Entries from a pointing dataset
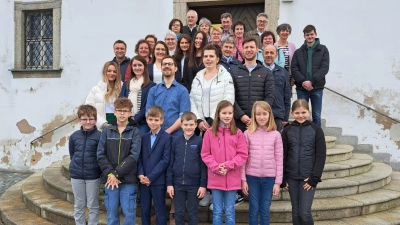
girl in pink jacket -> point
(224, 152)
(262, 173)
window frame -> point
(20, 8)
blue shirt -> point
(173, 100)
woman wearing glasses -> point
(136, 89)
(103, 95)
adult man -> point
(281, 106)
(171, 96)
(191, 20)
(253, 82)
(120, 58)
(171, 41)
(227, 60)
(226, 22)
(310, 64)
(261, 23)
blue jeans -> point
(260, 195)
(124, 196)
(301, 202)
(186, 194)
(316, 102)
(223, 199)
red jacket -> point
(228, 149)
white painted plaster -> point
(364, 62)
(88, 31)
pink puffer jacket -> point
(265, 155)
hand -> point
(245, 188)
(201, 192)
(246, 120)
(170, 190)
(306, 186)
(275, 190)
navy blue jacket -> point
(234, 63)
(118, 153)
(140, 116)
(178, 75)
(153, 161)
(82, 151)
(281, 106)
(186, 166)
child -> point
(83, 168)
(117, 154)
(153, 163)
(303, 161)
(224, 151)
(187, 173)
(262, 173)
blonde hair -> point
(112, 91)
(271, 121)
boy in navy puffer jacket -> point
(187, 174)
(84, 169)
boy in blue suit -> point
(153, 163)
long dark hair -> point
(146, 77)
(178, 55)
(193, 50)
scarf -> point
(135, 86)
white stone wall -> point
(362, 38)
(32, 106)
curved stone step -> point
(339, 153)
(13, 211)
(357, 164)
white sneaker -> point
(206, 200)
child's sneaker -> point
(206, 200)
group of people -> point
(202, 116)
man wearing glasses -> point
(171, 96)
(261, 22)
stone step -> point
(357, 164)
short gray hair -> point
(264, 15)
(226, 15)
(284, 26)
(228, 40)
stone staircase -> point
(355, 190)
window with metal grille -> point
(39, 39)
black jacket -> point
(119, 153)
(82, 151)
(304, 152)
(251, 87)
(320, 66)
(186, 166)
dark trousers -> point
(157, 194)
(301, 202)
(186, 194)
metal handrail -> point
(365, 106)
(40, 137)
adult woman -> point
(160, 50)
(136, 89)
(216, 36)
(288, 48)
(268, 38)
(176, 26)
(193, 63)
(205, 26)
(182, 50)
(142, 48)
(103, 95)
(210, 86)
(238, 30)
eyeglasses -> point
(167, 64)
(122, 111)
(87, 120)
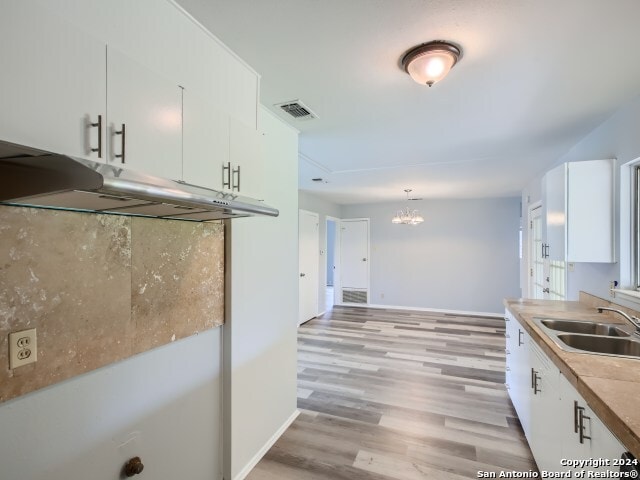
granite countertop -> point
(610, 385)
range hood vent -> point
(34, 178)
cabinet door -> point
(590, 212)
(544, 441)
(242, 91)
(52, 83)
(150, 108)
(555, 207)
(245, 152)
(519, 371)
(601, 443)
(205, 142)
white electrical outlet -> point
(23, 348)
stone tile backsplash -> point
(100, 288)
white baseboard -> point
(261, 453)
(422, 309)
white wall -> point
(262, 309)
(616, 138)
(162, 405)
(463, 257)
(323, 208)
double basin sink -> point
(591, 337)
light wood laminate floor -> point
(388, 394)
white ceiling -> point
(536, 76)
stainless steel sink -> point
(593, 338)
(603, 345)
(584, 327)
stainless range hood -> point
(30, 177)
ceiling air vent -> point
(297, 110)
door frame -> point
(316, 263)
(336, 256)
(530, 257)
(368, 220)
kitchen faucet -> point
(635, 321)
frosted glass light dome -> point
(431, 62)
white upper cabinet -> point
(52, 83)
(144, 118)
(68, 63)
(578, 202)
(206, 142)
(245, 155)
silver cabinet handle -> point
(235, 175)
(534, 382)
(226, 168)
(122, 132)
(98, 124)
(581, 427)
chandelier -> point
(407, 216)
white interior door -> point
(547, 278)
(354, 259)
(536, 259)
(308, 260)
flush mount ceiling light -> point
(408, 216)
(430, 62)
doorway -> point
(354, 260)
(332, 266)
(308, 250)
(547, 278)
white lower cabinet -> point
(517, 375)
(545, 416)
(583, 434)
(561, 428)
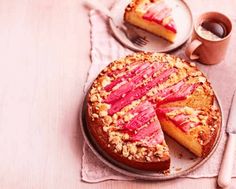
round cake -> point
(136, 99)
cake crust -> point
(153, 16)
(119, 95)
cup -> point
(207, 50)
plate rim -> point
(136, 49)
(136, 175)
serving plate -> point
(182, 161)
(182, 16)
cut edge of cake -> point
(164, 28)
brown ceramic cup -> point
(205, 50)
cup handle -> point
(191, 48)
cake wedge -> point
(195, 129)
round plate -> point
(182, 161)
(181, 14)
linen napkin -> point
(104, 49)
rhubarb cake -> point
(196, 129)
(154, 16)
(136, 98)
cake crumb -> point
(180, 155)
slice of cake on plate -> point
(154, 16)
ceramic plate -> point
(182, 16)
(182, 161)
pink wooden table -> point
(44, 61)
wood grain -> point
(44, 61)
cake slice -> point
(152, 15)
(133, 136)
(195, 129)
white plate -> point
(182, 16)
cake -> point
(196, 129)
(134, 99)
(154, 16)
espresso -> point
(212, 30)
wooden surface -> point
(44, 61)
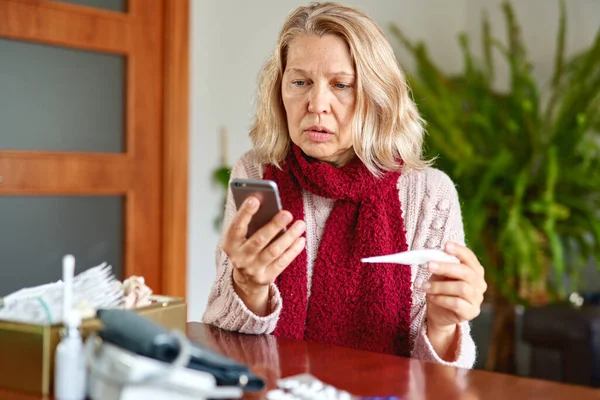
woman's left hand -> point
(455, 291)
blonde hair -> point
(386, 124)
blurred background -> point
(121, 119)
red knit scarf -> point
(352, 304)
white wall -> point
(230, 40)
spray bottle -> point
(69, 363)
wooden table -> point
(368, 374)
(371, 374)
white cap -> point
(72, 319)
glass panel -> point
(60, 99)
(37, 231)
(112, 5)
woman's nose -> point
(318, 101)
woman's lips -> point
(318, 134)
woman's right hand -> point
(256, 261)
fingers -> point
(453, 271)
(288, 256)
(460, 289)
(462, 308)
(465, 255)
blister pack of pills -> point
(308, 387)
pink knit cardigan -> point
(432, 217)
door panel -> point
(135, 176)
(62, 24)
(112, 5)
(61, 99)
(36, 232)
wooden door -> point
(140, 174)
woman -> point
(338, 132)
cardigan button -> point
(443, 205)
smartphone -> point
(266, 192)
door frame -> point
(165, 262)
(175, 146)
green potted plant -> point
(527, 169)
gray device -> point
(266, 192)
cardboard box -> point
(27, 350)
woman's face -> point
(319, 96)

Set exercise =>
Rewrite all of the items above with "jacket" substituted by "coat" and everything else left as it is. Omit the pictures.

Answer to this exercise =>
girl in pink coat -> point
(224, 152)
(262, 173)
window frame -> point
(20, 8)
blue shirt -> point
(173, 100)
woman wearing glasses -> point
(136, 89)
(103, 95)
adult man -> point
(281, 106)
(171, 96)
(191, 20)
(253, 82)
(120, 58)
(171, 41)
(227, 60)
(226, 22)
(310, 64)
(261, 23)
blue jeans -> point
(260, 195)
(124, 196)
(301, 202)
(186, 194)
(316, 102)
(223, 199)
red coat -> point
(228, 149)
white painted plaster -> point
(364, 62)
(88, 31)
pink puffer coat -> point
(265, 155)
hand -> point
(245, 188)
(201, 192)
(246, 120)
(170, 190)
(306, 186)
(275, 190)
navy blue coat -> point
(234, 63)
(118, 153)
(140, 116)
(178, 75)
(153, 161)
(82, 151)
(281, 106)
(186, 166)
child -> point
(83, 168)
(117, 154)
(153, 163)
(303, 161)
(224, 151)
(187, 173)
(262, 173)
blonde hair -> point
(112, 91)
(271, 121)
boy in navy puffer coat -> point
(187, 174)
(84, 169)
boy in blue suit -> point
(153, 163)
long dark hair -> point
(146, 77)
(178, 55)
(193, 50)
scarf -> point
(135, 86)
white stone wall -> point
(362, 38)
(32, 106)
curved stone step -> point
(339, 153)
(13, 211)
(357, 164)
white sneaker -> point
(206, 200)
child's sneaker -> point
(206, 200)
group of people -> point
(202, 116)
man wearing glasses -> point
(171, 96)
(261, 22)
stone step -> point
(357, 164)
short gray hair -> point
(264, 15)
(226, 15)
(284, 26)
(228, 40)
stone staircase -> point
(355, 190)
window with metal grille -> point
(39, 39)
black coat -> point
(119, 153)
(82, 151)
(304, 152)
(251, 87)
(320, 66)
(186, 166)
dark trousers -> point
(157, 194)
(301, 202)
(186, 194)
metal handrail -> point
(365, 106)
(40, 137)
adult woman -> point
(160, 50)
(136, 89)
(216, 36)
(288, 48)
(268, 38)
(176, 26)
(193, 63)
(205, 26)
(182, 50)
(142, 48)
(103, 95)
(210, 86)
(238, 30)
eyeglasses -> point
(167, 64)
(122, 111)
(87, 120)
granite countertop -> point
(610, 385)
range hood vent -> point
(34, 178)
cabinet door -> point
(590, 212)
(544, 441)
(242, 91)
(52, 83)
(150, 108)
(555, 207)
(245, 152)
(519, 371)
(601, 443)
(205, 142)
white electrical outlet -> point
(23, 348)
stone tile backsplash -> point
(100, 288)
white baseboard -> point
(261, 453)
(422, 309)
white wall -> point
(262, 309)
(616, 138)
(162, 405)
(463, 257)
(323, 208)
double basin sink -> point
(591, 337)
light wood laminate floor -> point
(388, 394)
white ceiling -> point
(536, 76)
stainless steel sink -> point
(593, 338)
(603, 345)
(584, 327)
stainless range hood -> point
(30, 177)
ceiling air vent -> point
(297, 110)
door frame -> point
(316, 263)
(336, 256)
(530, 257)
(368, 220)
kitchen faucet -> point
(635, 321)
frosted glass light dome -> point
(431, 62)
white upper cabinet -> point
(52, 83)
(144, 118)
(68, 63)
(578, 202)
(206, 142)
(245, 155)
silver cabinet handle -> point
(235, 175)
(534, 382)
(226, 168)
(122, 132)
(98, 124)
(581, 427)
chandelier -> point
(407, 216)
white interior door -> point
(547, 278)
(354, 259)
(536, 259)
(308, 260)
flush mount ceiling light -> point
(408, 216)
(430, 62)
doorway -> point
(354, 260)
(332, 266)
(308, 250)
(547, 278)
white lower cabinet -> point
(517, 375)
(545, 416)
(583, 434)
(561, 428)
round cake -> point
(136, 99)
cake crust -> point
(153, 16)
(119, 95)
cup -> point
(207, 50)
plate rim -> point
(136, 49)
(136, 175)
serving plate -> point
(182, 161)
(182, 16)
cut edge of cake -> point
(164, 28)
brown ceramic cup -> point
(205, 50)
cup handle -> point
(191, 48)
cake wedge -> point
(195, 129)
round plate -> point
(182, 161)
(181, 14)
linen napkin -> point
(104, 49)
rhubarb cake -> point
(196, 129)
(154, 16)
(136, 98)
cake crumb -> point
(180, 155)
slice of cake on plate -> point
(154, 16)
ceramic plate -> point
(182, 16)
(182, 161)
pink wooden table -> point
(44, 61)
wood grain -> point
(44, 61)
cake slice -> point
(152, 15)
(133, 136)
(195, 129)
white plate -> point
(182, 16)
cake -> point
(196, 129)
(134, 99)
(154, 16)
espresso -> point
(212, 30)
wooden surface -> point
(44, 61)
woman's left hand -> point
(455, 291)
blonde hair -> point
(386, 124)
blurred background -> point
(121, 119)
red knit scarf -> point
(352, 304)
white wall -> point
(230, 40)
spray bottle -> point
(69, 363)
wooden table -> point
(368, 374)
(371, 374)
white cap -> point
(72, 319)
glass panel -> point
(60, 99)
(37, 231)
(112, 5)
woman's nose -> point
(318, 101)
woman's lips -> point
(318, 134)
woman's right hand -> point
(256, 261)
fingers -> point
(453, 271)
(288, 256)
(460, 289)
(462, 308)
(465, 255)
blister pack of pills -> point
(308, 387)
pink knit cardigan -> point
(432, 217)
door panel -> point
(135, 176)
(62, 24)
(112, 5)
(61, 99)
(36, 232)
wooden door -> point
(140, 174)
woman -> point
(338, 132)
cardigan button -> point
(443, 205)
smartphone -> point
(266, 192)
door frame -> point
(165, 262)
(175, 146)
green potted plant -> point
(527, 169)
gray device -> point
(266, 192)
cardboard box -> point
(27, 350)
woman's face -> point
(319, 96)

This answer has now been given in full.